==== Data to examine

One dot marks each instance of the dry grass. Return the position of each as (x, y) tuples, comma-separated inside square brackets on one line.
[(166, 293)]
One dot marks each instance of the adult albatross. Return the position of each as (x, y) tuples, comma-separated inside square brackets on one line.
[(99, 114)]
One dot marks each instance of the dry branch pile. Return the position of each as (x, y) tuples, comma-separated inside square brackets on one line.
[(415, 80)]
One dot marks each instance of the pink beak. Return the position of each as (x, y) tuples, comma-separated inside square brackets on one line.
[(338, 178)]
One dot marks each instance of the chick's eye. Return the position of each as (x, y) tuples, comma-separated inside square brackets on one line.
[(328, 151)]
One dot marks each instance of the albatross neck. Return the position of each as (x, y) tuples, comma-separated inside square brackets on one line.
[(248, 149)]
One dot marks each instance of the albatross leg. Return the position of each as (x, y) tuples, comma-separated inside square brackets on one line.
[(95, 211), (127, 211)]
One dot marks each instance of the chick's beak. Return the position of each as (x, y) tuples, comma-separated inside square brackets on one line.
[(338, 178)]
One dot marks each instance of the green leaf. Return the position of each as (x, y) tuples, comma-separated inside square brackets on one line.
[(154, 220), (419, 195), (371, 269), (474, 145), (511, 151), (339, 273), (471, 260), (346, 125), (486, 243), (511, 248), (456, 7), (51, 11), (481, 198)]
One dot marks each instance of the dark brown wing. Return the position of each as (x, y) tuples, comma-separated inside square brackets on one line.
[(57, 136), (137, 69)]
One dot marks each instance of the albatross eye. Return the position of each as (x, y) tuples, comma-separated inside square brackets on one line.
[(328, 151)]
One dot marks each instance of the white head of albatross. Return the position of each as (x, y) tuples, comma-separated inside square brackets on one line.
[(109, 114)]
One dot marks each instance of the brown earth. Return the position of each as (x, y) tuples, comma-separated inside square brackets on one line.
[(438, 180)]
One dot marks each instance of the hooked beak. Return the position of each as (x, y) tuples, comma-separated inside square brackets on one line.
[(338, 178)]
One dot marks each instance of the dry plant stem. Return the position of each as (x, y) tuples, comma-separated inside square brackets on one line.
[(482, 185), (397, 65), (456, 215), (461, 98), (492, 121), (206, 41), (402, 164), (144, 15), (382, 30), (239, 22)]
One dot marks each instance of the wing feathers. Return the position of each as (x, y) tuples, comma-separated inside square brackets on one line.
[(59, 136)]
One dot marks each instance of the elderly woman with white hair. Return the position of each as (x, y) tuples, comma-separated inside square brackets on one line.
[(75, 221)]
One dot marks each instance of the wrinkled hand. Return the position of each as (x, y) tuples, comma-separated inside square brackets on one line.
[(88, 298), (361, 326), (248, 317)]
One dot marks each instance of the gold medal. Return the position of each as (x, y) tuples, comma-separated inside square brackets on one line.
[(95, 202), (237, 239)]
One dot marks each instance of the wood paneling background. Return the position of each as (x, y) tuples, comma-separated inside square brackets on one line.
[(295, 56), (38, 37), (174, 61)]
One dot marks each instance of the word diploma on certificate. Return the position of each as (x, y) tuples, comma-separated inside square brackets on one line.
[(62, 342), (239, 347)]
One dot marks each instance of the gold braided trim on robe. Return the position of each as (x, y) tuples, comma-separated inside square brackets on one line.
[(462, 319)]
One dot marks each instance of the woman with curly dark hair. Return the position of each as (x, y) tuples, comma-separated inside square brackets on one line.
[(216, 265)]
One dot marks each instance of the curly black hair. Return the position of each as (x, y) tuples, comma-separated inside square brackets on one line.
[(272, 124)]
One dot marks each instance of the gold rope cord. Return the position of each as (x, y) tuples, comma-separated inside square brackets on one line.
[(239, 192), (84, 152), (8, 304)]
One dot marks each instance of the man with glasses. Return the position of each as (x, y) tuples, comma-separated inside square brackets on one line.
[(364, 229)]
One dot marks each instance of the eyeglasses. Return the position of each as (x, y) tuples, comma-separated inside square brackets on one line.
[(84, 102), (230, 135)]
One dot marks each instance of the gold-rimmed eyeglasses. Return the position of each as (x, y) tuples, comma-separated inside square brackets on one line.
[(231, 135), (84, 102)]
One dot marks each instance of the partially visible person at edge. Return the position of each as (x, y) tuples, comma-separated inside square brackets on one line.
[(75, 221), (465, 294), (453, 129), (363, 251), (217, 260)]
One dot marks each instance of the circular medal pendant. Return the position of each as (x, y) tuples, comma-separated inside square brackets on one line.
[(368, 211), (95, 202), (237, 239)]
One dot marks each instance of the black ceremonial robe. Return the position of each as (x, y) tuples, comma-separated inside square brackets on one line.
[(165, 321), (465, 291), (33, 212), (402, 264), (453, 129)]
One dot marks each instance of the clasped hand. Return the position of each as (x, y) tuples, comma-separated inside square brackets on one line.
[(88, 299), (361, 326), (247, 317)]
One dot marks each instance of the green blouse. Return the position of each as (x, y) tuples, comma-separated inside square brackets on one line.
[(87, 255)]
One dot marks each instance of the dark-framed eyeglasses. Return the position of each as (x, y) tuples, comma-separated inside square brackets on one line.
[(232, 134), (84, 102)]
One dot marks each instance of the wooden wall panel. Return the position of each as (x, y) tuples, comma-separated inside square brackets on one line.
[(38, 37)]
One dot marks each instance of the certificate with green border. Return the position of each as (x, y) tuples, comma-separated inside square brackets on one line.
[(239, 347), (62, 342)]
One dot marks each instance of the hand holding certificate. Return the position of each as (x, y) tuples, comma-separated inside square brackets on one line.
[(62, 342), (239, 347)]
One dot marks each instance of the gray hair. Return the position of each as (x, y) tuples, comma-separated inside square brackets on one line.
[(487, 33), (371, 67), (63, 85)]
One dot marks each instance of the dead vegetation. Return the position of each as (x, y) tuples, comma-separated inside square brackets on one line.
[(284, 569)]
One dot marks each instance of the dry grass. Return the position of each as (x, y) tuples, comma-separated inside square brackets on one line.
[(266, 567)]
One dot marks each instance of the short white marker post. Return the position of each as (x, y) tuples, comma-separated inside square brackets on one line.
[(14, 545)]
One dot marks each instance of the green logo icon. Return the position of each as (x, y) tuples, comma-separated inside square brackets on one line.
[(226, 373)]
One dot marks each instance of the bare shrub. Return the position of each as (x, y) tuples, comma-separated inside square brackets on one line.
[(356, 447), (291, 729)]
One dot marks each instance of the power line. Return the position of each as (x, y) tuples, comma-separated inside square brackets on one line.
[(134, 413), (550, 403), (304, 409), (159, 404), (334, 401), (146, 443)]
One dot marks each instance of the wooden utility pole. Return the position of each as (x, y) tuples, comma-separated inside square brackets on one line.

========

* _Task prompt_
Reproduce without change every line of the entries above, from the one containing "One dot marks each instance of the gray" through the last.

* _Expected answer_
One dot marks each instance of the gray hair. Return the position of each as (x, y) tuples, comma-separated inside square brackets on one line.
[(487, 33), (371, 67), (63, 85)]
One dot marks each instance of the dead vegetation. Return the position of each as (x, y) tuples, comma-separated inside square brackets on one line.
[(284, 569)]
One dot marks each instance of the dry grass. Return the position of each as (x, y) tuples, comma-separated inside square brackets on one line.
[(266, 567)]
One dot marks each instance of the short white marker post. Return the position of each as (x, y) tuples, comma-separated inside square brackets on one line.
[(14, 545)]
One dot marks each instance of the green logo icon. Return the position of each as (x, y) tuples, comma-separated inside square brackets on one line.
[(226, 373)]
One dot marks each instance of the bare shrub. Return the position of each as (x, y) tuples, comma-separated inside square brackets on one line.
[(356, 447), (291, 729)]
One dot marks each instance of the power line. Return the position of each as (x, y) tuples, comma-separated inside square brackets on one line.
[(134, 413), (550, 403), (304, 409), (159, 404), (334, 401), (146, 443)]
One dot marks each instance of the wooden utility pole. Return the position of each as (x, y) tuples, comma-separated inside square brackets on one line.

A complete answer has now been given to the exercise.